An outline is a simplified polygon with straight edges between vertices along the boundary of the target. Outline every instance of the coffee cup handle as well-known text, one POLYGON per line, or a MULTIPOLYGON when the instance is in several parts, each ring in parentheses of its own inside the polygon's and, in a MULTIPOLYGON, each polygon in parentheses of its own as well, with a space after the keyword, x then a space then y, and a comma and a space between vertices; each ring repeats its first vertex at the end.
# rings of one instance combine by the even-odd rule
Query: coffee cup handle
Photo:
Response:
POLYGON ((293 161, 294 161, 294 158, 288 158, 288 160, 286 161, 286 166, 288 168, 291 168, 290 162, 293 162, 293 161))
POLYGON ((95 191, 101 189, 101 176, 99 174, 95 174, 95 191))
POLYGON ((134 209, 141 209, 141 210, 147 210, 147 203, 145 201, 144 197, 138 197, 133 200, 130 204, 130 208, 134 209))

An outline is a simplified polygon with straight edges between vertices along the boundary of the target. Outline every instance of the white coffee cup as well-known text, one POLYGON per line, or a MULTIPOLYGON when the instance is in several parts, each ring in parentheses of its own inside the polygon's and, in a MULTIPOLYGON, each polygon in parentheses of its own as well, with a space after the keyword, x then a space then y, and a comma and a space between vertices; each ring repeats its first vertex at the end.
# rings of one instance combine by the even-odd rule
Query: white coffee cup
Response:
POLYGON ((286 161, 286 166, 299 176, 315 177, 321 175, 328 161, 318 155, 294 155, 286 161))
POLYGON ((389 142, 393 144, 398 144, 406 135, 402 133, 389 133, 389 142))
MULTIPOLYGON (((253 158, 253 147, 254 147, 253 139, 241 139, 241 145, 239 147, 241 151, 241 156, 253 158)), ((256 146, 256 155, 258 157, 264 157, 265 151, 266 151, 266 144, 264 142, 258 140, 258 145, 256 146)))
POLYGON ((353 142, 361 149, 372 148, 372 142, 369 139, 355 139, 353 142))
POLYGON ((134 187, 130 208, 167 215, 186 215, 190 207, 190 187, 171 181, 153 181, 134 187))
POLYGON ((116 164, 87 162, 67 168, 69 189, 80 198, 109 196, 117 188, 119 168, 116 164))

+---+

Copy out, unchanged, the stretch of the listing from the line containing "of the white" through the last line of the listing.

An outline is a simplified polygon with straight edges between vertices along the boundary of the target. Outline every instance of the white coffee cup as well-known text, one POLYGON per line, or a MULTIPOLYGON when the instance is in several parts, each ring in parentheses of its own inside the polygon's and, in a MULTIPOLYGON, each polygon in parentheses of its own as well, with a space after the keyword, x then a space then y, and a comma and a space between vertices; each ring repeats its first vertex at the end.
# rings of one instance combine by the even-odd rule
Query: white coffee cup
Response:
POLYGON ((286 161, 286 166, 299 176, 315 177, 321 175, 328 161, 318 155, 294 155, 286 161))
POLYGON ((389 142, 393 144, 398 144, 406 135, 402 133, 389 133, 389 142))
MULTIPOLYGON (((253 158, 253 147, 254 147, 253 139, 241 139, 241 145, 239 147, 241 151, 241 156, 253 158)), ((256 146, 256 155, 258 157, 264 157, 265 151, 266 151, 266 144, 264 142, 258 140, 258 145, 256 146)))
POLYGON ((353 142, 361 149, 372 148, 372 142, 369 139, 355 139, 353 142))
POLYGON ((134 187, 130 208, 167 215, 186 215, 190 207, 190 187, 171 181, 153 181, 134 187))
POLYGON ((116 164, 87 162, 67 168, 69 189, 80 198, 109 196, 117 188, 119 168, 116 164))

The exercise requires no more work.